Understanding Persistence in Redis — AOF & RDB + on Docker

Raphael De Lio
Redis with Raphael De Lio
11 min readAug 22, 2022

Twitter | LinkedIn | YouTube | Instagram
This content is also available as a YouTube video. You can watch it here.

If you read my story on 10 things you didn’t know about Redis — From a Message Broker to a Graph Database, and already have your own server running locally, as explained in How to run Redis locally in a Docker Container and manage it with Redis Insight and Redis CLI. You are ready to enable Redis to persist its data onto the disk.

Redis has two mechanisms to persist its data. Let’s go through each one of them, understand how they work, what are their advantages and disadvantages, and how we can use them.

Redis Database

Redis Database, or RDB, is a mechanism of persistence in which the database will persist the data into the disk as snapshots.

If the server instance goes down, these snapshots can be used to restore a previous database state. The interval in which the snapshots are taken can be configured. For example, you can configure your database to take a snapshot every 1 minute if 10 changes have happened in the dataset or every 5 minutes if 1000 changes have happened in the dataset.

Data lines
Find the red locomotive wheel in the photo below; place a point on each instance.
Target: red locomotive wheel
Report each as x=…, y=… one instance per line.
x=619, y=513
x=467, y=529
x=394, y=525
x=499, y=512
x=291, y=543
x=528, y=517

> TASKS FOR THIS EXERCISE
A. In the Redis persistence article, what form does RDB use to save data to disk?
B. List every social media platform linked at the top of the Redis persistence article.
The lines are separate material, unrelated to the Redis persistence article.

> RESPONSES IN ORDER
A. Snapshots.

B. Twitter, LinkedIn, YouTube, Instagram